## Task prompt:
From the line containing "Where can the tread groove" down to the line containing "Where can the tread block" in the records below, reproduce every line exactly, ends included, and omit all others.

+++

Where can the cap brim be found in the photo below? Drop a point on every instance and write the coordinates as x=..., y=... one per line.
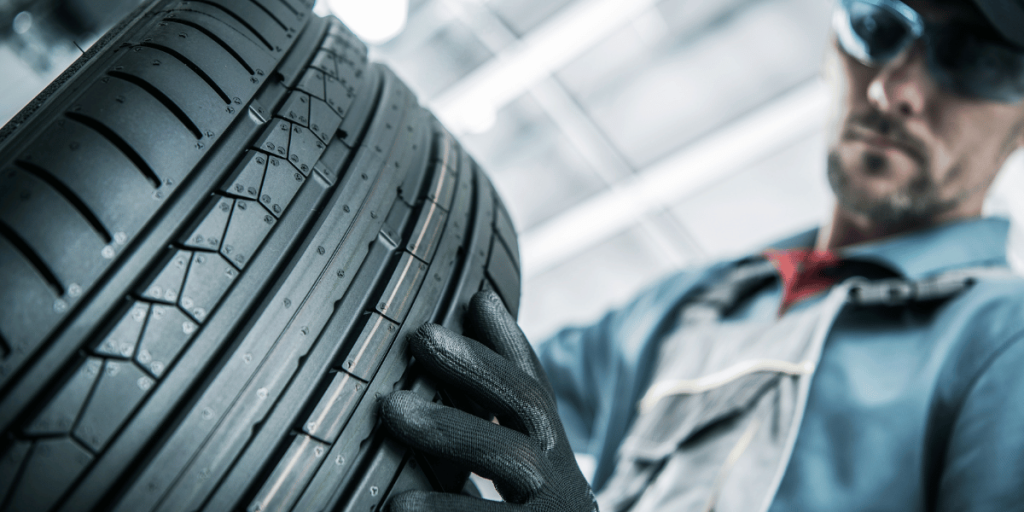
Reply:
x=1007, y=16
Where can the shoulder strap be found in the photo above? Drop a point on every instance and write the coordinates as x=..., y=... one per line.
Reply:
x=897, y=291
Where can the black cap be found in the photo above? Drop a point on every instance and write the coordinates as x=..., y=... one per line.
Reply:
x=1007, y=17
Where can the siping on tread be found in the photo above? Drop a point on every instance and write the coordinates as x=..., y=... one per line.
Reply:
x=275, y=216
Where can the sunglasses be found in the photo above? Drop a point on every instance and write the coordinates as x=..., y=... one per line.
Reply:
x=966, y=59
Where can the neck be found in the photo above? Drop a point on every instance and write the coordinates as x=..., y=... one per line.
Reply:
x=847, y=228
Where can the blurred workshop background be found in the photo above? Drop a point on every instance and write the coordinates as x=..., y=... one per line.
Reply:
x=629, y=138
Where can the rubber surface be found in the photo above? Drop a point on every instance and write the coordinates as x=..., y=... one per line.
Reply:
x=216, y=230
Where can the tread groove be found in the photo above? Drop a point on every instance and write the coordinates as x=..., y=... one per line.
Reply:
x=121, y=143
x=235, y=16
x=192, y=66
x=4, y=347
x=166, y=101
x=289, y=6
x=69, y=196
x=33, y=257
x=264, y=9
x=216, y=39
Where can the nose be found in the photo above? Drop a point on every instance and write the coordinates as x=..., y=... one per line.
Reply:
x=902, y=86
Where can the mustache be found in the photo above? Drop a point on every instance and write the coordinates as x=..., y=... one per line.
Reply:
x=879, y=123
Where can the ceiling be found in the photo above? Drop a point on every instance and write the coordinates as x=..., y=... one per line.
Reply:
x=629, y=138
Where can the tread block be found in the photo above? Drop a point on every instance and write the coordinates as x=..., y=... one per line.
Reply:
x=166, y=334
x=304, y=148
x=249, y=54
x=209, y=278
x=349, y=72
x=152, y=69
x=445, y=151
x=312, y=83
x=263, y=28
x=26, y=326
x=212, y=61
x=289, y=479
x=110, y=184
x=371, y=347
x=441, y=185
x=10, y=465
x=323, y=121
x=296, y=109
x=338, y=96
x=123, y=339
x=505, y=274
x=249, y=226
x=334, y=158
x=506, y=231
x=400, y=291
x=52, y=467
x=283, y=12
x=59, y=415
x=122, y=386
x=210, y=231
x=324, y=61
x=167, y=286
x=280, y=186
x=340, y=32
x=52, y=228
x=335, y=408
x=165, y=147
x=427, y=233
x=377, y=478
x=358, y=114
x=411, y=478
x=274, y=138
x=248, y=176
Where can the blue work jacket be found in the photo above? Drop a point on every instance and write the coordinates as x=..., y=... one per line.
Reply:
x=910, y=408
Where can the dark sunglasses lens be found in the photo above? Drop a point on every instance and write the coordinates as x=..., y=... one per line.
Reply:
x=882, y=32
x=970, y=65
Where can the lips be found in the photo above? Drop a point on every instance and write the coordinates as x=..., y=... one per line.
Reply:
x=883, y=142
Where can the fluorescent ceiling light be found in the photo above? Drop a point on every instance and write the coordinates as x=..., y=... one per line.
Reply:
x=376, y=22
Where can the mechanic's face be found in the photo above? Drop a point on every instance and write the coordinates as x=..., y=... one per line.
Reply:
x=903, y=152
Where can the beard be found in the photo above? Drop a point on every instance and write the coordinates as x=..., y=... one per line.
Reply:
x=914, y=203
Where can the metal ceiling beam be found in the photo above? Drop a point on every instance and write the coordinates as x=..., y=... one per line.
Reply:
x=738, y=145
x=546, y=49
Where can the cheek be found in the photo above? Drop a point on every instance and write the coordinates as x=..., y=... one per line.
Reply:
x=974, y=139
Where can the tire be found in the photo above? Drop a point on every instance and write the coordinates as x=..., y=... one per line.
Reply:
x=216, y=230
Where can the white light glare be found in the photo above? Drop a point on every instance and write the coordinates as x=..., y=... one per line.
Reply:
x=376, y=22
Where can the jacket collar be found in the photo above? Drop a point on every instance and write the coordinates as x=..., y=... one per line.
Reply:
x=972, y=243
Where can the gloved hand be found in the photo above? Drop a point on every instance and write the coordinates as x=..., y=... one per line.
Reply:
x=527, y=456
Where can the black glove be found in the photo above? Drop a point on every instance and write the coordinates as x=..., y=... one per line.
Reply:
x=527, y=456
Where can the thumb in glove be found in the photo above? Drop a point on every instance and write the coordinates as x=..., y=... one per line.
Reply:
x=527, y=455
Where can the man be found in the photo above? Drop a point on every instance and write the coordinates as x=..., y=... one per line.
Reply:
x=877, y=364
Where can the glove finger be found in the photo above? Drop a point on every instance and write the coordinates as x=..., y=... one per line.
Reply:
x=419, y=501
x=517, y=398
x=488, y=322
x=492, y=451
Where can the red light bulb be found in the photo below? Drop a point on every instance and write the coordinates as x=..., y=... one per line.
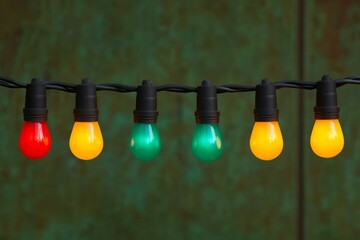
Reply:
x=35, y=140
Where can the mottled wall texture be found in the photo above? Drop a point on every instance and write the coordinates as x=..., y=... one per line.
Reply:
x=176, y=196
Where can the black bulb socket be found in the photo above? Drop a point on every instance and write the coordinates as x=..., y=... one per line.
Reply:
x=326, y=99
x=35, y=102
x=146, y=103
x=86, y=102
x=265, y=102
x=207, y=109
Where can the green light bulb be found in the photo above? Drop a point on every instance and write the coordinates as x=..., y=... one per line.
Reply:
x=145, y=141
x=207, y=142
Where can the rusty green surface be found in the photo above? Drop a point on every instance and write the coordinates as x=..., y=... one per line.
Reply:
x=175, y=196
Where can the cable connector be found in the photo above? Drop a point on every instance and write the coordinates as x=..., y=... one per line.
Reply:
x=326, y=99
x=35, y=102
x=86, y=102
x=207, y=110
x=265, y=102
x=146, y=103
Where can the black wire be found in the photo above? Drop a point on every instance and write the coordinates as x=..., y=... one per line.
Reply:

+++

## Solution to this exercise:
Where can the tread groove be found in the photo above? Drop a point on every instance and write the coordinates as x=..., y=... one per line.
Reply:
x=121, y=143
x=235, y=16
x=192, y=66
x=4, y=347
x=166, y=101
x=289, y=6
x=69, y=196
x=33, y=257
x=264, y=9
x=216, y=39
Where can the nose be found in the photo above? Drop a point on every instance and write the coordinates as x=..., y=... one per line.
Reply:
x=902, y=86
Where can the mustache be found in the photo above? Drop a point on every instance and write the coordinates as x=..., y=... one per line.
Reply:
x=879, y=123
Where can the ceiling be found in the photo above? Drop a point on every instance and write the coordinates as x=..., y=... one per line.
Reply:
x=629, y=138
Where can the tread block be found in the photo above? Drop a point on every instance and write the coordinates as x=..., y=... one per line.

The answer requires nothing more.